▶ [Your goal] Determine the number of lines below that contain "plate". Write nothing but that number.

**** Data supplied

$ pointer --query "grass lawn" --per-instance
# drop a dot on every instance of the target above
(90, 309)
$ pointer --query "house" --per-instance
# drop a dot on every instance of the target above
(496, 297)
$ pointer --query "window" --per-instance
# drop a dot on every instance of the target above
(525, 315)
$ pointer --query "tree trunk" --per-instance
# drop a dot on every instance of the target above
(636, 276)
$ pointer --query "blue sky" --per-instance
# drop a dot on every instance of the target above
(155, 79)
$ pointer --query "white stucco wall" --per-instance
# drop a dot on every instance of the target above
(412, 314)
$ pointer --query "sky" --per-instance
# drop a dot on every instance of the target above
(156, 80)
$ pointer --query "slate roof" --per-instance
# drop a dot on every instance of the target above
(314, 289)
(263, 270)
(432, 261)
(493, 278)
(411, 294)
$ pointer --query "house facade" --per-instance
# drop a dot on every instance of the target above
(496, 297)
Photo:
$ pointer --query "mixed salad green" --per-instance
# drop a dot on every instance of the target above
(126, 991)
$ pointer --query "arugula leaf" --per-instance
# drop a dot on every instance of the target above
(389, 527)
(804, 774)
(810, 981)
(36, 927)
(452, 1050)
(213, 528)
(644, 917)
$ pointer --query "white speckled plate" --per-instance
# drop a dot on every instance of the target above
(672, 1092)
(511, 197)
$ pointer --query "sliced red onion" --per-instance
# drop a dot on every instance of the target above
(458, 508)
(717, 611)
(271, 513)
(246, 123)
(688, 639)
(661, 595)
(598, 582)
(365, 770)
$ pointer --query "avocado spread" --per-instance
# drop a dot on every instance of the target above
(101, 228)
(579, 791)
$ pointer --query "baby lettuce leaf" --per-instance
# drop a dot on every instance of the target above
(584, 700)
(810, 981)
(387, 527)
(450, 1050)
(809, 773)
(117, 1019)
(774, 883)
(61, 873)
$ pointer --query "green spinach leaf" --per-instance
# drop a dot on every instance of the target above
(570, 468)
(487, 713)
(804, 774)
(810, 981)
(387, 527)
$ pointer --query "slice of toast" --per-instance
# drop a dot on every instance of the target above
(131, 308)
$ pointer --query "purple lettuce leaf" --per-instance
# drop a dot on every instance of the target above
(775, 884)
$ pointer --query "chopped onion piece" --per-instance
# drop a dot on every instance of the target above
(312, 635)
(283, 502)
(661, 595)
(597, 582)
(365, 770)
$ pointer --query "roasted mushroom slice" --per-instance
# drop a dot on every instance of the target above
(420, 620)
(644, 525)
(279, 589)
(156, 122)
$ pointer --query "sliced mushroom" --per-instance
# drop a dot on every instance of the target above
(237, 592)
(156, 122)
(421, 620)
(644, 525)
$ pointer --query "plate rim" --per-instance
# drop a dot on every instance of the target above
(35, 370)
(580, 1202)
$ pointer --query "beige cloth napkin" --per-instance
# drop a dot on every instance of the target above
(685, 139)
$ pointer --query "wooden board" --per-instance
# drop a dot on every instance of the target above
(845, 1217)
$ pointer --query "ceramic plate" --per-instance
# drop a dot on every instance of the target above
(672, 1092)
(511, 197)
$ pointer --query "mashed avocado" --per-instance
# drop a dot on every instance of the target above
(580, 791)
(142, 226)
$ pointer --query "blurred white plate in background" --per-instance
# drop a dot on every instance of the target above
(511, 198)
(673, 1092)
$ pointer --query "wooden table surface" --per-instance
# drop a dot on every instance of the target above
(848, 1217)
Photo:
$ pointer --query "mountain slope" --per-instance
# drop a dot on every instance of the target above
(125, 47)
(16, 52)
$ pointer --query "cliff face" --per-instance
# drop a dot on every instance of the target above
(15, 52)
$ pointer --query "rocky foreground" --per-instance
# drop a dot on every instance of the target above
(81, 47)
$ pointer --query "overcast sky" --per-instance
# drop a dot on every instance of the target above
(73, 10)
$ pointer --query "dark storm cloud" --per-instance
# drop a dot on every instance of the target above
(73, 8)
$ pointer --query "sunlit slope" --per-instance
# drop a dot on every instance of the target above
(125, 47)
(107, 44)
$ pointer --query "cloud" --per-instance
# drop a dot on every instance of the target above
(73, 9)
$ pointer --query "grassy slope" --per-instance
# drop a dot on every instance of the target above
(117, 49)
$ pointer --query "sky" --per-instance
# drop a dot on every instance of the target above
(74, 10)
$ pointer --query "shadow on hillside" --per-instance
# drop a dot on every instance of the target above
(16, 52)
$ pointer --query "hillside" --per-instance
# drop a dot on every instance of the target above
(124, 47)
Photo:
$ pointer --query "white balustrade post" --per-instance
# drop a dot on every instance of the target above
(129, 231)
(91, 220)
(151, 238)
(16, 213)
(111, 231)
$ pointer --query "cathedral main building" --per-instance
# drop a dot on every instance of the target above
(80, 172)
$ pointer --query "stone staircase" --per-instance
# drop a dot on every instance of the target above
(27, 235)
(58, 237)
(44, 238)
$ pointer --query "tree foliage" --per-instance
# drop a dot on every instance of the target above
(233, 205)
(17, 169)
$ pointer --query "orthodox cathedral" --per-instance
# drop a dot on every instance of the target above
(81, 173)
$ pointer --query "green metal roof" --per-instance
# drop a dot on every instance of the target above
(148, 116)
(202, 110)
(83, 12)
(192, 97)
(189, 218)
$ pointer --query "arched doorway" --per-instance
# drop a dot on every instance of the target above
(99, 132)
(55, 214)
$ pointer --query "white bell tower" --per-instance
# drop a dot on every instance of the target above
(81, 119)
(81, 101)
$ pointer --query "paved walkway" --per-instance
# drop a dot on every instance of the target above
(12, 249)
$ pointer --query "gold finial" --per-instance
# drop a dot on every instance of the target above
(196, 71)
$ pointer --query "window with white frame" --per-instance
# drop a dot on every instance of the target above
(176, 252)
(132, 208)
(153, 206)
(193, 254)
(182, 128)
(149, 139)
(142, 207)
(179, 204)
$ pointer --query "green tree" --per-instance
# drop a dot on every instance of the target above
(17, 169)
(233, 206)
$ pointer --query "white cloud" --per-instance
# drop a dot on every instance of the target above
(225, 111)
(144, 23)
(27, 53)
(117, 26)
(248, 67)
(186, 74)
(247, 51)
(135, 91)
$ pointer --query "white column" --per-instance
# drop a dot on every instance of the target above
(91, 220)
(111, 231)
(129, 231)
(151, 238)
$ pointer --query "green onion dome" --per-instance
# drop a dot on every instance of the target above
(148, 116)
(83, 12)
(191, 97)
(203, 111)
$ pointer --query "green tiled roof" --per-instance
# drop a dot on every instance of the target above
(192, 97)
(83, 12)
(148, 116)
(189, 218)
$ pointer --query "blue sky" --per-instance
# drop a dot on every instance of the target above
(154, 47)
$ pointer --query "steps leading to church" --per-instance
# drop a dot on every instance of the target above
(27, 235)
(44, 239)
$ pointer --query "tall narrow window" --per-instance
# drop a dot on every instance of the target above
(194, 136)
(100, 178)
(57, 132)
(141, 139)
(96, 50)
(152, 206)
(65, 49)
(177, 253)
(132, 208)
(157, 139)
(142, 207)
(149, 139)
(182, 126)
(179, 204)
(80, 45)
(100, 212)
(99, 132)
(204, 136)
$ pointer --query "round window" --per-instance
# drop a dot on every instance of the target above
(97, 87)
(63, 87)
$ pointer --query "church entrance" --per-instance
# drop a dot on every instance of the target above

********

▶ [Task answer] 4